本願の第2発明は、前記第1発明において、前記第2塗布装置は塗布ローラを具備し、該塗布ローラはその外周面に、貼付ドラムの凹部に吸着されたラベルの後端部と接触可能な後端塗布部と、後端塗布部より小径であって、前記貼付ドラムの前端吸着部との接触を回避する逃げ部とを形成していることを特徴とする。
本願の第3発明は、前記第1発明または第2発明において、前記第1塗布装置および第2塗布装置は、それぞれ後退手段を具備し、前記後退手段を介して前記第1塗布装置および第2塗布装置の塗布ローラを貼付ドラムの周面から同時に離隔可能に構成したことを特徴とする。
本願の第4発明は、前記第1発明乃至第3発明の何れかにおいて、前記第2塗布装置の異種の接着剤がホットメルト形接着剤であることを特徴とする。
本願の第5発明は、前記第1発明乃至第4発明の何れかにおいて、前記シングルラベルがシュリンクラベルであることを特徴とする。
【発明の効果】
【0010】
本発明はつぎの何れかひとつの効果を少なくとも奏する。
(1)本発明では第1塗布装置および第2塗布装置の両塗布ローラを定位置で回転させるだけ、ラベルの前後端部の所定位置へ異種の接着剤を正確に塗布することができる。
(2)両塗布ローラでラベル裏面に接触して接着剤の層厚を均一に塗布できるので、貼付跡に凹凸がなくきれいに仕上げることができる。
(3)接着剤を塗布する都度、塗布ローラが往復動しないので、接着剤が周囲に飛散することもなく、ラベルの高速貼付に適している。

資料欄:
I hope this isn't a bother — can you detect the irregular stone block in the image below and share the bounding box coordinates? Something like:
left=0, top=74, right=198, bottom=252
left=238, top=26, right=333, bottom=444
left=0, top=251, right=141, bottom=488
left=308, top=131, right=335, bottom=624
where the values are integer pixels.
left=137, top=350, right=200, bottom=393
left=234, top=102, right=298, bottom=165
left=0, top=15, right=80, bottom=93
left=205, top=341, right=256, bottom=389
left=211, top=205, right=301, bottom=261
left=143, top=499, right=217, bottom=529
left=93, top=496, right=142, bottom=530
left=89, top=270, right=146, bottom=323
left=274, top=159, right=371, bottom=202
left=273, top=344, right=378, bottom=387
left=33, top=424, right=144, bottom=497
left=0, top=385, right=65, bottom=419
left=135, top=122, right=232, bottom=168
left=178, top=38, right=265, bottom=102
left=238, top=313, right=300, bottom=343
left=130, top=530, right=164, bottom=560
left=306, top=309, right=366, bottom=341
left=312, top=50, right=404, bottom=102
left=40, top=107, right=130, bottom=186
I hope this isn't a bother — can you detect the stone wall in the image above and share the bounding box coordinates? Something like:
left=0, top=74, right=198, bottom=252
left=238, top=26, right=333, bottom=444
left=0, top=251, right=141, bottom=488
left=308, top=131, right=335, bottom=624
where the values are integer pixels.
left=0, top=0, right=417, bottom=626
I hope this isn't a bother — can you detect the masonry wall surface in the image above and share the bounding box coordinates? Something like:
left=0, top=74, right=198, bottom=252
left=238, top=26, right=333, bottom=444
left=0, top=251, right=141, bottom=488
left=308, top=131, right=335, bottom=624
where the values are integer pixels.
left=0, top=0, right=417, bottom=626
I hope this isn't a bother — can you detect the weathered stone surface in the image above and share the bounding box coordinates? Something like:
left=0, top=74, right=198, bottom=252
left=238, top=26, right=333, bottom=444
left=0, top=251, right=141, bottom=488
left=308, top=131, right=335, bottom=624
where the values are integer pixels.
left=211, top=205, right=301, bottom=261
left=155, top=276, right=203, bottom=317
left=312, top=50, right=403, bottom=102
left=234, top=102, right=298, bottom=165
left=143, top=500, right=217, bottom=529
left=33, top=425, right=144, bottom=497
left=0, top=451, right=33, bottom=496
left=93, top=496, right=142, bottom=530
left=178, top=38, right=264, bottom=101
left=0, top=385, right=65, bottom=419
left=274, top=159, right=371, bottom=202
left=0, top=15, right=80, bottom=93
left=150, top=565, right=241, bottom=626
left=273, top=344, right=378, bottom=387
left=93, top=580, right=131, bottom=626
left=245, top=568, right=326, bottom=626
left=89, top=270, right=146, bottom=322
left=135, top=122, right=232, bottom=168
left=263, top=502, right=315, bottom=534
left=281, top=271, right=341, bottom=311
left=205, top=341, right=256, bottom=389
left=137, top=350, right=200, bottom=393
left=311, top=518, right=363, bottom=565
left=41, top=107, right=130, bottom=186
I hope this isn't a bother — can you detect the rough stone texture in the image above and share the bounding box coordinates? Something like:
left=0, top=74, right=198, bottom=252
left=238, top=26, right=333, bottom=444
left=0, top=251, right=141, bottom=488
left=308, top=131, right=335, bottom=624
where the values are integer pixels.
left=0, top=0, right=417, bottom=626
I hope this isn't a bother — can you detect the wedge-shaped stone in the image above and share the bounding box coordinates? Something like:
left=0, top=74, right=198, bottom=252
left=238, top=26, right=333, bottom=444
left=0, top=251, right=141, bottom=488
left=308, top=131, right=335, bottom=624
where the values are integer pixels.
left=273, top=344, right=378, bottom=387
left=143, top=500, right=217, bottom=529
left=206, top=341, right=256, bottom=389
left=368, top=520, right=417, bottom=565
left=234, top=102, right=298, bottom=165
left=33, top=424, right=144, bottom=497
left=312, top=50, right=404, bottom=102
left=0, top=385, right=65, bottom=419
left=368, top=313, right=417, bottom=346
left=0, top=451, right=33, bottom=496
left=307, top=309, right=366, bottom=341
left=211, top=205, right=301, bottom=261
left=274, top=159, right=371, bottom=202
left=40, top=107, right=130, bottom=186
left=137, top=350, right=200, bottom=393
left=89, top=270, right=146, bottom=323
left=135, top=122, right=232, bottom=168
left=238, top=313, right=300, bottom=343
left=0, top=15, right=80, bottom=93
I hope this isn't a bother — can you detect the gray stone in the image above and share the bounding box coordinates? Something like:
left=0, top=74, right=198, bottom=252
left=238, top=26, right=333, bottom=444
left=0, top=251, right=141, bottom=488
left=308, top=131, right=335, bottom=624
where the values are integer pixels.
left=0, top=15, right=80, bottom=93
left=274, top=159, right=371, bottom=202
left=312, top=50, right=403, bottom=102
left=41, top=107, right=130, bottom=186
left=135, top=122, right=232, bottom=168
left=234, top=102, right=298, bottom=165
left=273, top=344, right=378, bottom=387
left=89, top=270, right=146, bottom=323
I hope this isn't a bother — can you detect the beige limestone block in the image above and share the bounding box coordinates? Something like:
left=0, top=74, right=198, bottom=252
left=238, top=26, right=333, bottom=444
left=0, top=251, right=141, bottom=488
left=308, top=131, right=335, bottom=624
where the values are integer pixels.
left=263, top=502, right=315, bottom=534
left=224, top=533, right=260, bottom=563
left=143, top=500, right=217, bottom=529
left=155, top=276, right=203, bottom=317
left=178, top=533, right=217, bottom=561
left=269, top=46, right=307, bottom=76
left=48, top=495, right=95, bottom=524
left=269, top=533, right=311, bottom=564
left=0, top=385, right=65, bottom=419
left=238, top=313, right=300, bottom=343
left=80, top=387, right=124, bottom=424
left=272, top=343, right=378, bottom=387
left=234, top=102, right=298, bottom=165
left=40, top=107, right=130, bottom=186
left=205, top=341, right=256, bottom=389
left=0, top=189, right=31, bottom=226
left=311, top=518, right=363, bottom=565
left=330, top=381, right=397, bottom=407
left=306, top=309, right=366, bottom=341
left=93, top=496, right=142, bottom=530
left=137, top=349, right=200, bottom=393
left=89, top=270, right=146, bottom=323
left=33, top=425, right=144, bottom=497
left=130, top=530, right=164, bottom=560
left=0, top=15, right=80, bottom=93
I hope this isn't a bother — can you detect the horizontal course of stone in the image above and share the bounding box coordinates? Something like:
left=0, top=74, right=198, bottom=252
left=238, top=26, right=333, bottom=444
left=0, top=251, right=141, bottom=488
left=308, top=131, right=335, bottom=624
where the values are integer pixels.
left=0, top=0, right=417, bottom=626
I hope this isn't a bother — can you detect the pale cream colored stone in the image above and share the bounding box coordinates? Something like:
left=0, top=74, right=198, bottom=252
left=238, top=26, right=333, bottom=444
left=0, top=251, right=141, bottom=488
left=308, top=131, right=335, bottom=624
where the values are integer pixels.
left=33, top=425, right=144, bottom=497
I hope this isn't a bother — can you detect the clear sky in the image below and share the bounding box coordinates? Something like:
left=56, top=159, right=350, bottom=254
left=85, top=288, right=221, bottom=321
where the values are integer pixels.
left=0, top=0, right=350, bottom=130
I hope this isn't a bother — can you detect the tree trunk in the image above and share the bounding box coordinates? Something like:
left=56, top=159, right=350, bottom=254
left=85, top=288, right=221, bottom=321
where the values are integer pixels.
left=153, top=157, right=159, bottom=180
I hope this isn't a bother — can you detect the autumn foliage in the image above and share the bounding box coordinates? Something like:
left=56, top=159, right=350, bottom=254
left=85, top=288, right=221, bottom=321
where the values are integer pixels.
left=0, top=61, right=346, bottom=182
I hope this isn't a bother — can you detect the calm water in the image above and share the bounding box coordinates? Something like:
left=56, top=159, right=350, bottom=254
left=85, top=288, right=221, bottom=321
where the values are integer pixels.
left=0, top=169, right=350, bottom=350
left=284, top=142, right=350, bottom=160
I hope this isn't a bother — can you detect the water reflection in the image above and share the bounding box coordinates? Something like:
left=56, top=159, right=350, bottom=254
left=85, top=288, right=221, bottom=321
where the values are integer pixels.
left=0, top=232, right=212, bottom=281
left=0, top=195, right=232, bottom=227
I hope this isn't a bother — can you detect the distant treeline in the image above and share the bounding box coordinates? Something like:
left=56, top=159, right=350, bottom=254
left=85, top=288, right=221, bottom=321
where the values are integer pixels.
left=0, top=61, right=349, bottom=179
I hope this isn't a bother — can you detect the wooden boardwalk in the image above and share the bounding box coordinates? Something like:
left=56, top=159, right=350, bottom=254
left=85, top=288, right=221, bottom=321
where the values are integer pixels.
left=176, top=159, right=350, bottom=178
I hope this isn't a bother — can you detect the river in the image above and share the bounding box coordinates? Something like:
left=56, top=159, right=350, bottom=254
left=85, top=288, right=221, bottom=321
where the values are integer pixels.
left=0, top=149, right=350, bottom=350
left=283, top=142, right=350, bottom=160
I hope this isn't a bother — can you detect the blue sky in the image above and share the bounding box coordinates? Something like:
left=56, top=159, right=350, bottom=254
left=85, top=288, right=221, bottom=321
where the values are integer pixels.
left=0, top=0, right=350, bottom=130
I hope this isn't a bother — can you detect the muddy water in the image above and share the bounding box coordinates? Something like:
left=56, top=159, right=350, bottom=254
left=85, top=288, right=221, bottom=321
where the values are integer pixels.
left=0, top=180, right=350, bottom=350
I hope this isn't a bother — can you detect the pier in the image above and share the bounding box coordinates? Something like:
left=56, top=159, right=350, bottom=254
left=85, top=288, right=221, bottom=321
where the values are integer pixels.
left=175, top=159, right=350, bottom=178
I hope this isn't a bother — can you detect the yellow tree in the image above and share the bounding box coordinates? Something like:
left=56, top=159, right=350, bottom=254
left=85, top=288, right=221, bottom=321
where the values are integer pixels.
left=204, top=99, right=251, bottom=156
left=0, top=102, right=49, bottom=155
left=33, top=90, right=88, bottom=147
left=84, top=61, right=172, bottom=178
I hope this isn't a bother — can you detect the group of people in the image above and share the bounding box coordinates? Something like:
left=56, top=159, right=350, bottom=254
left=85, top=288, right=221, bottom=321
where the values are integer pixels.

問題:
ラベル貼付に関する文章のうち、「本願の第4発明は、前記第1発」から「正確に塗布することができる。」まで(両端の語句も含む)を一字一句変えずに書き写すこと。

解答:
本願の第4発明は、前記第1発明乃至第3発明の何れかにおいて、前記第2塗布装置の異種の接着剤がホットメルト形接着剤であることを特徴とする。
本願の第5発明は、前記第1発明乃至第4発明の何れかにおいて、前記シングルラベルがシュリンクラベルであることを特徴とする。
【発明の効果】
【0010】
本発明はつぎの何れかひとつの効果を少なくとも奏する。
(1)本発明では第1塗布装置および第2塗布装置の両塗布ローラを定位置で回転させるだけ、ラベルの前後端部の所定位置へ異種の接着剤を正確に塗布することができる。